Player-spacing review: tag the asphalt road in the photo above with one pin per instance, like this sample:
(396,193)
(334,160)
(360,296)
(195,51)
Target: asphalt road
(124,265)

----------------

== THE PROBLEM ==
Present every line of the items above as a Markdown table with the columns Row and Line, numbering each row and omitting blank lines.

== RESPONSE ==
| Row | Line |
|---|---|
| 1 | Player-spacing review: tag the asphalt road in the photo above with one pin per instance, like this sample: |
| 2 | (396,193) |
| 3 | (334,160) |
| 4 | (360,296) |
| 5 | (195,51) |
| 6 | Target: asphalt road |
| 7 | (124,265) |